## [Task instructions]
Character for character, write out the data below.

Natural language region descriptions
↓↓↓

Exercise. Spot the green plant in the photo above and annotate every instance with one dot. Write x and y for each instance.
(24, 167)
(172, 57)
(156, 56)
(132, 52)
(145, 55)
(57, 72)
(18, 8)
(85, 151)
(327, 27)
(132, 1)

↑↑↑

## [Solution to this problem]
Exercise. Spot the green plant in the photo above and annotate every instance with one dot. Write x and y for each instance.
(24, 167)
(172, 57)
(156, 56)
(132, 52)
(145, 55)
(57, 72)
(18, 8)
(85, 151)
(327, 27)
(132, 1)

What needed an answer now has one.